Your task: Your answer must be the full set of entries, reproduced exactly.

- - - -

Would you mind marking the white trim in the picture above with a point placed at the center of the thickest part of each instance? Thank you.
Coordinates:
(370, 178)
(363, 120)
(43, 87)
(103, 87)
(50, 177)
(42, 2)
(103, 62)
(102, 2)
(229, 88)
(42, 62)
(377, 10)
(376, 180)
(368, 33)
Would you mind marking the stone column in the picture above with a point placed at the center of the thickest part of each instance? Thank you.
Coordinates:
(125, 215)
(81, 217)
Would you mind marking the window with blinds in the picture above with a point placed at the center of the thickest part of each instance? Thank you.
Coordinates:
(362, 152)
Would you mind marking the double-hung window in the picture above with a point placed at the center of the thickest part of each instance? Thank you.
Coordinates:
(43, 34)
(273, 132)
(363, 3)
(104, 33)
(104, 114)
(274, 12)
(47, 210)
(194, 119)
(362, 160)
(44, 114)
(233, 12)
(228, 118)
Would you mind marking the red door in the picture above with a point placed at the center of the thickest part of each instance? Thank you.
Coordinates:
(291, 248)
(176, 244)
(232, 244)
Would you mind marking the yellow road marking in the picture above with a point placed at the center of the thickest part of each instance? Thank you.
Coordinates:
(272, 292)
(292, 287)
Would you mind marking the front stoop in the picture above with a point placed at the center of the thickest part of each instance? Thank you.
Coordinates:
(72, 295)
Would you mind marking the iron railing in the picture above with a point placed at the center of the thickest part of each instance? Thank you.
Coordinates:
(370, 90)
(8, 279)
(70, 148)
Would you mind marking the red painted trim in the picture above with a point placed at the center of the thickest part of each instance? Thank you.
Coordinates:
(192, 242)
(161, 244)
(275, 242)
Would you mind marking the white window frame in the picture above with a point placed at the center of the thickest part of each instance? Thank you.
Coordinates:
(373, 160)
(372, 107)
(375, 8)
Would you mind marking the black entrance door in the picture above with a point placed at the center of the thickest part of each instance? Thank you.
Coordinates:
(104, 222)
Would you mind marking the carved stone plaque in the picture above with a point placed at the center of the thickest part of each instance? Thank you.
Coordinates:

- - - -

Solution to the exercise:
Would you mind marking the white trim in the picture above with a point placed at the center of the thickest part of each instance? Thank you.
Coordinates:
(370, 178)
(363, 120)
(43, 87)
(103, 87)
(50, 177)
(42, 2)
(103, 62)
(102, 2)
(229, 88)
(42, 62)
(377, 10)
(376, 180)
(368, 33)
Would you mind marking the stone column in the picture above with a point placed at the center of the thickest part of each instance? Thank you.
Coordinates:
(125, 215)
(81, 217)
Would you mind marking the window with blinds in the picture above with a point placed at the center of the thickest part of each instance? Thank you.
Coordinates:
(362, 152)
Would you mind marking the double-hung window in the picture above with a point placed at the center of the thickest part of each instance? Thank you.
Coordinates:
(43, 34)
(273, 132)
(363, 3)
(104, 33)
(104, 114)
(274, 12)
(47, 210)
(194, 119)
(362, 160)
(44, 114)
(233, 12)
(228, 118)
Would you mind marking the red door in the picture above with a point placed at the center of the thickest part of each instance? Thank you.
Coordinates:
(291, 248)
(176, 244)
(232, 244)
Would you mind marking the yellow road marking in the picture above with a point placed at the center of the thickest part of each instance? Thank you.
Coordinates:
(272, 292)
(292, 287)
Would you mind marking the front stoop in the picture above with a point placed at the center of the thickest part of each instance? Thank you.
Coordinates:
(72, 295)
Would you mind marking the iron railing in the picture above with a point placed at the center of the thickest part of each instance? Thank you.
Coordinates:
(370, 90)
(8, 279)
(70, 148)
Would you mind marking the red painted trim in the picture above with a point placed at the center of the thickest part of each instance? Thank you.
Coordinates:
(192, 242)
(161, 244)
(275, 242)
Would you mind marking the white window frame in the picture above with a point placed at the center of the thickest part of each instance? Thank you.
Coordinates:
(373, 160)
(372, 107)
(375, 8)
Would you mind marking the black entrance door in the picture above with a point placed at the center of the thickest part of each instance? Thank you.
Coordinates:
(104, 222)
Would you mind marking the carved stone plaque in the picture above with a point placed at the center of the thickest part of each instance? Thank you.
Coordinates:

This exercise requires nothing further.